+++ Supplied data

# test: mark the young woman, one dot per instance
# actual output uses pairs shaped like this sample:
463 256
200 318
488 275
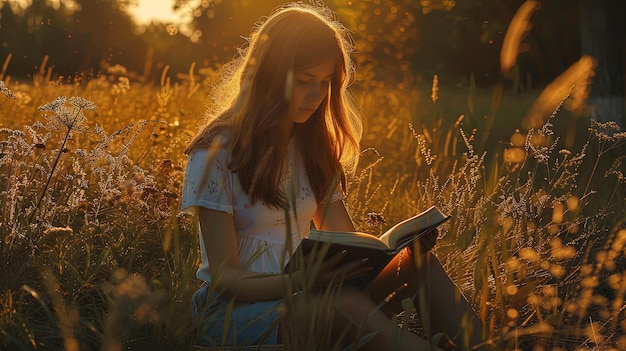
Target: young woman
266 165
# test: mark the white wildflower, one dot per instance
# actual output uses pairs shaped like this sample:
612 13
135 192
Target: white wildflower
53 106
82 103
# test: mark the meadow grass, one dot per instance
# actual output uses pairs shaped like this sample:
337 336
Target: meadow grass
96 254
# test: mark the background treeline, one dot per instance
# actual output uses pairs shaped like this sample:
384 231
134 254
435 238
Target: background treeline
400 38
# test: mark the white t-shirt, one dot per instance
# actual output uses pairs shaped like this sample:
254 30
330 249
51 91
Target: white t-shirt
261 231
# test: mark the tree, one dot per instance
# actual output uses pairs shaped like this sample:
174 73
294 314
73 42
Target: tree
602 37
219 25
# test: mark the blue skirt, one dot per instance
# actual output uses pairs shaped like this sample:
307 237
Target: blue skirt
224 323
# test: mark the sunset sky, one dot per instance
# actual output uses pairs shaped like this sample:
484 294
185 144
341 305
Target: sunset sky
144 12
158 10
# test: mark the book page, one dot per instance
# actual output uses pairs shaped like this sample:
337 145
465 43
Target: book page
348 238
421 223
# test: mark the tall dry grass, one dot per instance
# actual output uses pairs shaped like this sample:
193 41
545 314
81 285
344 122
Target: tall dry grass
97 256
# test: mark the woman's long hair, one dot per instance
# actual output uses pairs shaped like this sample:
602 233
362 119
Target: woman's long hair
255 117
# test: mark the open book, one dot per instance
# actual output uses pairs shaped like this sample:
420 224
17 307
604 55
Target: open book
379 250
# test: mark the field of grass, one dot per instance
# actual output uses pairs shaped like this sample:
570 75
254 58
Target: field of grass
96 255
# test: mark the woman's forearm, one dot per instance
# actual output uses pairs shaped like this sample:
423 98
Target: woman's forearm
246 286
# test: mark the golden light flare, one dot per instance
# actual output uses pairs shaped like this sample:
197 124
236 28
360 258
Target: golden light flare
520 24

++++++
+++ Supplied data

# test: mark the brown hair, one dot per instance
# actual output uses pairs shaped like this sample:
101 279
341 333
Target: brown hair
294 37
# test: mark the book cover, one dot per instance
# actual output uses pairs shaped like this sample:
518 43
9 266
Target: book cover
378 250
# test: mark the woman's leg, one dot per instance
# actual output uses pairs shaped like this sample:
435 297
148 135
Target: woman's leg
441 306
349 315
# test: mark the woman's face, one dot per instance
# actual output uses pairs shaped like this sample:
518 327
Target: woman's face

++++++

Exercise directions: List each line in the items above that contains the string "long". Case counts.

Expected answer:
# test: mark the woman's long hair, one dot per instance
Target: woman's long hair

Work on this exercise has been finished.